§ PROBLEM REQUIREMENTS
Which rows below contain the word "area"? Extract each of them in full.

§ TASK INPUT
-- Start --

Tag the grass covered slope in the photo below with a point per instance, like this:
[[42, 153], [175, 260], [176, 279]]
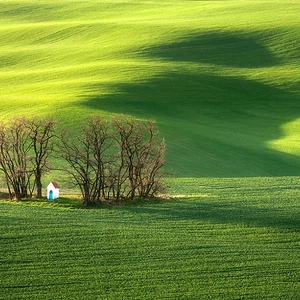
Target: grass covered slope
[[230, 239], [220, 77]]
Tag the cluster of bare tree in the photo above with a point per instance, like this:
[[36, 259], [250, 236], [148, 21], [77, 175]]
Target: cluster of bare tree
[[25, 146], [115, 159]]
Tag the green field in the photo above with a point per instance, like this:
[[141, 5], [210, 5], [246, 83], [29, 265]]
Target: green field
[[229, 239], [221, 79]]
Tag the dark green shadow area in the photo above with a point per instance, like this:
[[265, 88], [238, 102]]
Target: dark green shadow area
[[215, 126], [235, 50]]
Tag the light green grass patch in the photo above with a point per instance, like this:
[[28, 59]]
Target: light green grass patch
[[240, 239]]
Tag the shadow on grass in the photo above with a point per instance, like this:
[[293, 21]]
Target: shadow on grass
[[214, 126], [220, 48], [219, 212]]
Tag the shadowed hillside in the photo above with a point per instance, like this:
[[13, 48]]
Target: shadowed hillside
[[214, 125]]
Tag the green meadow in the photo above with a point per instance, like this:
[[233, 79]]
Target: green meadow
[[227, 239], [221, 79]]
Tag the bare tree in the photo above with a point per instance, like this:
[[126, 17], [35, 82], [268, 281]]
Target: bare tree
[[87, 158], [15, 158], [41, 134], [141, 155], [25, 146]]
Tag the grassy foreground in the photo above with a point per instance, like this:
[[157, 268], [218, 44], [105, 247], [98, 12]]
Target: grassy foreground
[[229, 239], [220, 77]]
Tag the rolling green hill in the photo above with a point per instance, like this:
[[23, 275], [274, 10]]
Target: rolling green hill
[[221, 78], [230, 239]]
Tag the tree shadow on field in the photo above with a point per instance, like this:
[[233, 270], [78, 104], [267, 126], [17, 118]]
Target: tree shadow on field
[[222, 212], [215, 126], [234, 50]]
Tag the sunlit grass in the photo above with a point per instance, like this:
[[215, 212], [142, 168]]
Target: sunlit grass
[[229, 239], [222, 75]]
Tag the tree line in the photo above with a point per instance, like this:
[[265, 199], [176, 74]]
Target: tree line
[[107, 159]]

-- End --
-- Start --

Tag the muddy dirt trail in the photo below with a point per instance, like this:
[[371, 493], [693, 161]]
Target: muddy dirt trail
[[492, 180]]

-- End --

§ RESULT OF THIS EXERCISE
Tag the dark green shadow area in the photo above with a point per instance, like this:
Target: dark green shadow area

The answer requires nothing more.